▶ [Kutipan Teks]:
◇ ◇ ◇ ◇
Sudah dapat sanksi, tambah kena intimidasi
Gara-gara kuesionernya bikin gaduh, Panwaslu pun menjatuhkan sanksi yang ternyata lebih berat dari dugaan awal.
Berdasarkan hasil keputusan mediasi, Panwaslu menjatuhkan sanksi pengurangan suara sebanyak 30 persen bagi paslon nomor urut 2. Sementara bagi Irwan, ia mendapatkan sanksi tidak boleh mengikuti kegiatan Pemilwa, baik tingkat universitas, fakultas, maupun prodi. Mereka juga meminta Irwan membuat video klarifikasi.
Ketua DPM Fishipol UNY–yang membawahi Panwaslu, Vicko Dewangga (21) dalam konfirmasinya menyebut kalau sanksi yang mereka jatuhkan sudah sesuai SOP Panwaslu. Menurut dia, sejak jauh-jauh hari pihak birokrasi sudah mewanti-wantinya agar menjaga kerahasiaan, terutama NIM, di tanggal-tanggal pemilihan. Bagi Vicko kuesioner ini bermasalah karena mencantumkan NIM.
“Aku juga sempat menanyakan kepada pihak birokrasi di rektorat, mereka tidak membenarkan tindakan itu,” kata Vicko.
Irwan sendiri mengaku sudah menerima sanksi itu dengan lapang dada. Yang bikin mahasiswa UNY ini merasa sakit hati adalah perlakuan kubu paslon nomor urut 2 sebelum dan selama mediasi. Irwan bercerita, sejak datang di lokasi mediasi saja, Janu dan kawan-kawannya langsung menarik badannya. Beberapa orang juga menggertaknya, mengancam akan menendang dan menyuruhnya untuk segera merekam video klarifikasi.
“Dari Ketua KPU maupun Panwaslu itu mereka melihat, tapi tidak ada tindakan penghalauan terhadap intimidasi tersebut,” jelasnya.
Baca halaman selanjutnya…
Oknum mahasiswa UNY menghujani Irwan abu rokok dan mengancam potong telinga
Oknum mahasiswa UNY menghujani Irwan abu rokok dan mengancam potong telinga
Tak sampai di situ. Irwan juga bercerita kalau beberapa orang juga menghujaninya dengan abu rokok. Kata Irwan, saat dirinya tengah melakukan pemindahan dan penghapusan data–sesuai instruksi Panwaslu–berapa orang menjatuhkan cecekan abu rokok ke wajahnya.
“Abunya itu, mereka menjatuhkannya ke badan saya. Kemudian ke kepala saya dan mengenai tangan kiri saya. Intensitasnya cukup lama,” kata Irwan.
Selama menjatuhi abu rokok, dengan arogan mereka juga menanyai Irwan. Seperti dia asalnya dari mana, anak siapa, hingga permintaan untuk memotong telinganya.
“Mereka ngomong dalam bahasa Jawa, ‘kalau telinga kamu saya minta satu buat gantungan kunci bagaimana?‘,” katanya.
◇ ◇ ◇ ◇
▶ [Data Tercatat]:
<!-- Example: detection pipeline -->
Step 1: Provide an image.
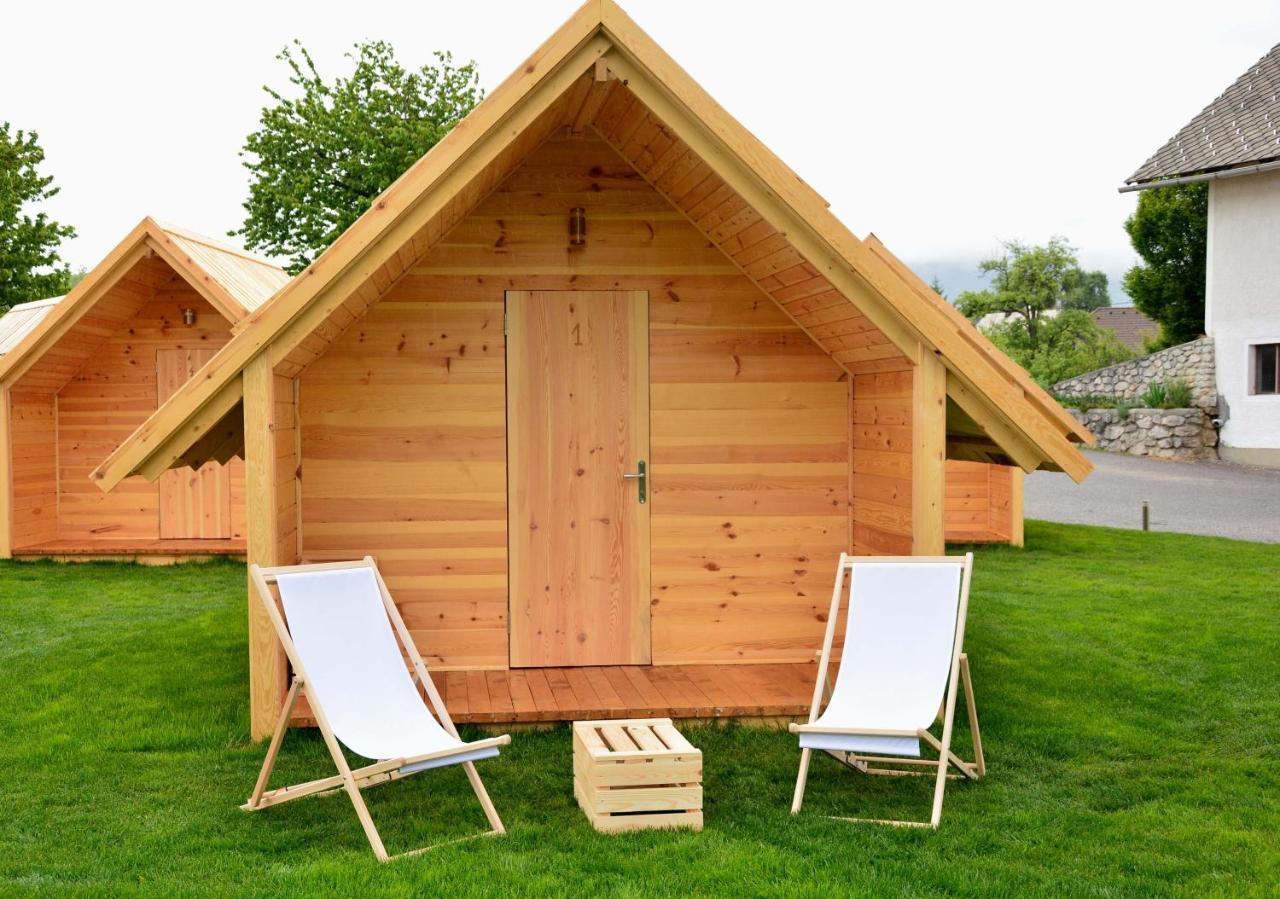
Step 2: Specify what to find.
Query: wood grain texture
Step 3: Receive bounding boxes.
[946,460,1023,546]
[243,355,298,740]
[301,137,849,671]
[850,357,915,556]
[9,389,58,549]
[50,291,244,542]
[431,660,818,724]
[506,291,650,667]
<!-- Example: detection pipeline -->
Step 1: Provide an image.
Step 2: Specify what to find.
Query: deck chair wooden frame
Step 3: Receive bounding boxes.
[791,552,987,829]
[241,556,511,862]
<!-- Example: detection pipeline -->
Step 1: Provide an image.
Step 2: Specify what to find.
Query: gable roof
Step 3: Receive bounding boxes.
[0,297,61,356]
[0,218,289,384]
[152,224,289,320]
[92,0,1092,489]
[1125,44,1280,187]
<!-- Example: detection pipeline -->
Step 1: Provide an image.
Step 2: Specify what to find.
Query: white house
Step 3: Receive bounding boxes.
[1120,45,1280,467]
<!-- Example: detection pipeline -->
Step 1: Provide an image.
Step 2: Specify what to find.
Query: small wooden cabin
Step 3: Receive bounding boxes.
[0,219,288,562]
[93,0,1091,736]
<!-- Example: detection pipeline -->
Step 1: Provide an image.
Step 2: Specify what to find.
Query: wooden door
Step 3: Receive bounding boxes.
[156,347,232,540]
[507,291,650,667]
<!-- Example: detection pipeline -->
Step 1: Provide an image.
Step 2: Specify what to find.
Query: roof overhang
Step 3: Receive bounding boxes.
[0,216,284,385]
[1117,159,1280,193]
[92,0,1093,489]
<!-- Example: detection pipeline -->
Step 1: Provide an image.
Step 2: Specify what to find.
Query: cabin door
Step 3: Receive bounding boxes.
[507,291,650,667]
[156,347,232,540]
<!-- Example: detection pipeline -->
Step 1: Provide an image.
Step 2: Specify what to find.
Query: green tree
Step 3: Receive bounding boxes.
[984,309,1134,387]
[1062,270,1111,312]
[1124,182,1208,347]
[956,237,1133,385]
[0,122,76,310]
[956,237,1080,347]
[232,41,481,273]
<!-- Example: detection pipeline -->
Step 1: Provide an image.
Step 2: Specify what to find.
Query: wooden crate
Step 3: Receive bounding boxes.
[573,718,703,832]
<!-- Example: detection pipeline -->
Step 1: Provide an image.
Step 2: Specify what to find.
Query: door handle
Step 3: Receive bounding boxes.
[622,458,649,506]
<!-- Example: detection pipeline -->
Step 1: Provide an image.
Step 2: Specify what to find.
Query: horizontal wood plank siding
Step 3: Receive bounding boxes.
[301,131,849,668]
[946,458,1023,543]
[9,391,58,549]
[850,356,914,556]
[56,291,244,542]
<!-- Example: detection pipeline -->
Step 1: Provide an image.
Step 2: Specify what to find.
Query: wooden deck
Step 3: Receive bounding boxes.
[433,663,818,724]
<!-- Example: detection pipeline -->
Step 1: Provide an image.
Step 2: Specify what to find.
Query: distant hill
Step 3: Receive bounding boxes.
[908,259,1133,306]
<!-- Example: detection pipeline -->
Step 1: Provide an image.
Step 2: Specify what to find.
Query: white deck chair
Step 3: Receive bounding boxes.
[791,553,987,827]
[241,556,511,862]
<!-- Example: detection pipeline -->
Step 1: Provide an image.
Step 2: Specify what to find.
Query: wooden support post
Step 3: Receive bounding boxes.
[1009,467,1027,547]
[911,347,947,556]
[242,352,294,740]
[0,387,13,558]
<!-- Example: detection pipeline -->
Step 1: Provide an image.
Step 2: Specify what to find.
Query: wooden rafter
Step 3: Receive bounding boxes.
[93,0,1092,489]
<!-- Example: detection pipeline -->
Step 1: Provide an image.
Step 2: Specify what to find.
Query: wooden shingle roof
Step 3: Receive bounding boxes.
[0,218,289,384]
[0,297,61,356]
[1125,44,1280,184]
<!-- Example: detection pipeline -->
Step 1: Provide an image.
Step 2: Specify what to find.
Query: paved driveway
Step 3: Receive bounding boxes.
[1025,452,1280,543]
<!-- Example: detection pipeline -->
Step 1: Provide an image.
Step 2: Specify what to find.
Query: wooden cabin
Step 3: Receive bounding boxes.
[93,0,1091,736]
[0,219,288,562]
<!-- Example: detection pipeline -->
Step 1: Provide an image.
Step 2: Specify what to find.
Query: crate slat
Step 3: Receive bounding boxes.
[573,718,703,832]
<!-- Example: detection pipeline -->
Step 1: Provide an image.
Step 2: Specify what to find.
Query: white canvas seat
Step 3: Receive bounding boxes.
[791,553,986,827]
[243,557,511,861]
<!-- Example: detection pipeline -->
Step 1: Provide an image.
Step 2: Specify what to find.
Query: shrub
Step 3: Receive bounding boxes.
[983,309,1134,387]
[1165,378,1192,409]
[1142,380,1169,409]
[1053,393,1120,409]
[1142,378,1192,409]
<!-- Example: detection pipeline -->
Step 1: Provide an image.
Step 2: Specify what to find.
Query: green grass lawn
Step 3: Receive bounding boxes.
[0,522,1280,896]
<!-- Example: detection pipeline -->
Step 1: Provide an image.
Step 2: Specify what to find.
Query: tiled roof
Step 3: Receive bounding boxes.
◇ ◇ ◇ ◇
▶ [Tugas yang Dikerjakan]:
a: Sebutkan semua tingkat kegiatan Pemilwa yang tidak boleh diikuti Irwan menurut kutipan teks tentang sanksi Panwaslu.
b: Pilih setiap baris catatan yang memuat kata "door", dengan membedakan huruf besar dan huruf kecil.
Kutipan teks dan catatan di atas tidak berkaitan satu sama lain.

▶ [Jawaban Tugas]:
a: Universitas, fakultas, dan prodi.

b:
Query: wooden door
Query: cabin door
Query: door handle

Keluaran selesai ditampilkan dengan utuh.